___ PASSAGE FOR REVIEW ___

• KeepEarth Team

COVID-19's Impact ON Lower-Income Families



The ubiquitous news of COVID-19 desensitizes the public with information. People are taking in all sorts of issues relating to health, sanitation, reopenings, and work. Despite encountering the difficulties, most citizens have gradually adapted and transitioned to a new lifestyle under the pandemic. However, others are not as fortunate. Lower-income families are struggling to make a living and to obtain pandemic necessities.


They can not afford what has been advised by Public Health. Safety measures include staying home if you are sick, disinfecting your house more frequently and storing adequate amounts of food and medication. People also need to purchase masks or coverings to enter supermarkets and indoor facilities. When looking online earlier this year, I noticed that there is a significant increase in the prices of the pandemic necessities. Walmart was selling a two-litre bottle of Purell for $268. Similarly, Amazon was selling N95 masks for $6 each. The drastic change in price has drawn quite some media attention and is often presented in the news and social media platforms. The price gouging of products makes the pandemic even more difficult to endure. Customers feel that stores and third-party sellers are profiteering on the sale of in-need items while making a windfall. The pandemic materials are quite some miscellaneous expenses for middle-class families, and they place more burden on people with lower incomes. With the additional fees to pay, lower-income families simply cannot afford the cost of staying safe. This puts them at greater risk and makes them more vulnerable to the illness.

___ RECORDS PROVIDED ___

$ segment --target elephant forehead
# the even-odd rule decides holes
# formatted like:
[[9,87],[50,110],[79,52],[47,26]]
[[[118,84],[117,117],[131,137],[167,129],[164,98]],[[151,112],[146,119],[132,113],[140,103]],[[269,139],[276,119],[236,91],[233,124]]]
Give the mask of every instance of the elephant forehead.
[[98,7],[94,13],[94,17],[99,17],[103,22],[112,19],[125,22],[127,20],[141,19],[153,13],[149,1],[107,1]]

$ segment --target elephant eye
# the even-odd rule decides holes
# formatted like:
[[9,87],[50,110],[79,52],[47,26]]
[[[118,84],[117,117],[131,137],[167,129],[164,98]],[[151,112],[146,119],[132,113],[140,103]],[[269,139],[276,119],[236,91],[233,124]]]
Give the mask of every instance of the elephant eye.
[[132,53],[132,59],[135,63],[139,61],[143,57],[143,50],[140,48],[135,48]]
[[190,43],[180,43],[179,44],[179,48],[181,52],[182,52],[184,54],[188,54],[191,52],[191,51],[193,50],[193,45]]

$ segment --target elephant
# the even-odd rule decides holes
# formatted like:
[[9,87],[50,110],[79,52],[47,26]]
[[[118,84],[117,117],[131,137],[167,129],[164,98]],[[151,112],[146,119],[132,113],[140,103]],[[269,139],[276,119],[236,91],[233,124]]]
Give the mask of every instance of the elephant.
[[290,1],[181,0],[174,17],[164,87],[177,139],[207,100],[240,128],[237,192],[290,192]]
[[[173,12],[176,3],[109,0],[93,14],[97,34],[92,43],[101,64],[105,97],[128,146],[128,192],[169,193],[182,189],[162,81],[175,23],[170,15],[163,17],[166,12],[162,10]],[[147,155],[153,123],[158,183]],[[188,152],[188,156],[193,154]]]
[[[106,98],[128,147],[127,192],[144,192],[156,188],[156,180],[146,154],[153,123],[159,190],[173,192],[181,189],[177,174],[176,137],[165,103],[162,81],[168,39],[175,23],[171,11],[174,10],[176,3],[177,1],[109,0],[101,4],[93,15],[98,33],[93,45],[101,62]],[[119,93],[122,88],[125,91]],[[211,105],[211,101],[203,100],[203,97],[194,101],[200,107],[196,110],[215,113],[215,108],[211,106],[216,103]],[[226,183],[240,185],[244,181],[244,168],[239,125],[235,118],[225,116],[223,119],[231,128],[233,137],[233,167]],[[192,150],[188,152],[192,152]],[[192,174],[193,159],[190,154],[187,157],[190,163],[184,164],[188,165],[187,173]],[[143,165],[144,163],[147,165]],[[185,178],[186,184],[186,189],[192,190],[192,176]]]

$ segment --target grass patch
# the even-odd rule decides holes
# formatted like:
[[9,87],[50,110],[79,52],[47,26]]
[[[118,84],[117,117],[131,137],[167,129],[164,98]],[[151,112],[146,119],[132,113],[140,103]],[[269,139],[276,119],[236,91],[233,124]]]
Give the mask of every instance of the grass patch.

___

ACTIVITY 1: Retype the stretch from "The ubiquitous news" through "obtain pandemic necessities." in the piece on COVID-19's impact on lower-income families.
ACTIVITY 2: Continue the piece on COVID-19's impact on lower-income families, picking up after its last sentence.

WRITTEN ANSWER 1:
The ubiquitous news of COVID-19 desensitizes the public with information. People are taking in all sorts of issues relating to health, sanitation, reopenings, and work. Despite encountering the difficulties, most citizens have gradually adapted and transitioned to a new lifestyle under the pandemic. However, others are not as fortunate. Lower-income families are struggling to make a living and to obtain pandemic necessities.

WRITTEN ANSWER 2:
A second problem lower-income families face is financial instability. The pandemic forces the majority of people to stay home. Many people, mostly those with higher incomes, have the option of working from home. However, a lot of people from lower-income families suffer either from job loss or shorten work hours to accommodate for COVID-19. Over the past year, about 44 percent of Canadian households report that they have lost work (Global News). The job loss hits lower-income families the hardest. With school closure, families need to sacrifice work hours in order to take care of the child. More importantly, some lower-income families rely on school lunch programs to provide their kids with a balanced diet. Without the service, parents who do not have paid sick leave face challenges in obtaining basic needs. Even though CERB is being given out, some lower-income families are still not eligible because they work part-time. As a result, the demand for food banks is 70 percent higher than before. Many lower-income families are not receiving the help they need to stay healthy.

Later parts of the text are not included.